# Exercise goal
Scale the records from their start through the line containing "141), (243, 132)]]", reproducing every line, requests included. Multiply each polygon coordinate in the answers by 2.5, rounding to whole numbers with halves rounded up, and leave the numbers in the requests and their sample outputs unchanged.

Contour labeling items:
------------------------------
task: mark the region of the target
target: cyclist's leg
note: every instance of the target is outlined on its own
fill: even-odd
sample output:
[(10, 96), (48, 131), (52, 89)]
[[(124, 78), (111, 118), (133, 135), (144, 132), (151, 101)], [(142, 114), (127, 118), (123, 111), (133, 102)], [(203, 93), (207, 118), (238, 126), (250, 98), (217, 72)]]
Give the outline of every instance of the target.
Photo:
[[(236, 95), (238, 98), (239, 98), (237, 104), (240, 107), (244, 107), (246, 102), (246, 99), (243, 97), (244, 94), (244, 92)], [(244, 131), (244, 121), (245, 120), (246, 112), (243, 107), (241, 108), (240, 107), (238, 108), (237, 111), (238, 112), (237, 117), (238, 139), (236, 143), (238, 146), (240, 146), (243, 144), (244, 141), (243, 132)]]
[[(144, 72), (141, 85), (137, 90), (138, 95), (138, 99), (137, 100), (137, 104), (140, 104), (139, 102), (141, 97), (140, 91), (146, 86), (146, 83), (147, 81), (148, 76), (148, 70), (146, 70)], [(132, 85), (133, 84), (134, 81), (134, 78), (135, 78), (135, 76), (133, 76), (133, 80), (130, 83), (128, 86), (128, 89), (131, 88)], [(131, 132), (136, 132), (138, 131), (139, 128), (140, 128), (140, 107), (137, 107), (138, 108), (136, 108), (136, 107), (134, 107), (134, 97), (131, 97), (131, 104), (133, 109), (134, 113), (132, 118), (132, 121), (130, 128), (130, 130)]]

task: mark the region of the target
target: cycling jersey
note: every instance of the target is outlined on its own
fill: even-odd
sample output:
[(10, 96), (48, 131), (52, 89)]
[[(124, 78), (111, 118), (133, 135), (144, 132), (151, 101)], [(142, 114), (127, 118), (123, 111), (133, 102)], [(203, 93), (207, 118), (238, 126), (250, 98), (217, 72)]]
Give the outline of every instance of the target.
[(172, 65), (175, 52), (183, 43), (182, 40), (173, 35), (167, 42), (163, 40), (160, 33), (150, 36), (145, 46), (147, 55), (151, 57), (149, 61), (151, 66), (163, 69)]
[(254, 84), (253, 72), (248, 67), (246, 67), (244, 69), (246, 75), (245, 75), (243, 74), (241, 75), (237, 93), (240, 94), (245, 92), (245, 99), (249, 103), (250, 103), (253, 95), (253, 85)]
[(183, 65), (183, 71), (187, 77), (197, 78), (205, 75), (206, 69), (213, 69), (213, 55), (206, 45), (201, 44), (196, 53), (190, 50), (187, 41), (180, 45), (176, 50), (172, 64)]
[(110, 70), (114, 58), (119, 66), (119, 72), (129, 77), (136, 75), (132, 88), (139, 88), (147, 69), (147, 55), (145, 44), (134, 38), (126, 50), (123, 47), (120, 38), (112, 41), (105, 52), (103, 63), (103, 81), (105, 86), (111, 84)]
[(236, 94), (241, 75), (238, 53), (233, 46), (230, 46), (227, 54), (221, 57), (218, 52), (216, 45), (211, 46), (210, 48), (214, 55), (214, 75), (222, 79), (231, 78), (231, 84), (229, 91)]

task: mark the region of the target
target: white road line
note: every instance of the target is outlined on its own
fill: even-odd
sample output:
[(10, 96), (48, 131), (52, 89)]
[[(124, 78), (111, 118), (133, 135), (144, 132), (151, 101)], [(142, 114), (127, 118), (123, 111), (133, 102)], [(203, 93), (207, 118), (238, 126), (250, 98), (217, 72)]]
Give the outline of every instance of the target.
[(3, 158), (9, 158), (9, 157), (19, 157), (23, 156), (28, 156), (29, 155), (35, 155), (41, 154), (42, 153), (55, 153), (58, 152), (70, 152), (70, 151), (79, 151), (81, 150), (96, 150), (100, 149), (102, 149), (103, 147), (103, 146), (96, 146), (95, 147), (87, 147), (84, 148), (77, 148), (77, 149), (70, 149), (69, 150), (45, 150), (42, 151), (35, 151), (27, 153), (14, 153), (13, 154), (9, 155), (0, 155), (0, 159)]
------------------------------
# Task solution
task: mark the region of the target
target: cyclist's leg
note: every instance of the target is outlined on its own
fill: even-odd
sample output:
[(10, 96), (48, 131), (52, 89)]
[[(124, 78), (111, 118), (133, 135), (144, 132), (151, 101)], [(142, 114), (127, 118), (123, 111), (133, 102)], [(203, 93), (207, 118), (238, 126), (250, 98), (217, 72)]]
Give the outline of every instance of the target.
Photo:
[[(590, 238), (595, 245), (598, 245), (593, 260), (600, 268), (610, 268), (615, 255), (615, 248), (608, 243), (610, 235), (610, 230)], [(610, 328), (610, 303), (613, 300), (615, 280), (608, 268), (603, 270), (600, 268), (595, 270), (593, 278), (595, 280), (593, 293), (595, 348), (590, 358), (595, 365), (600, 365), (608, 360), (610, 353), (608, 330)]]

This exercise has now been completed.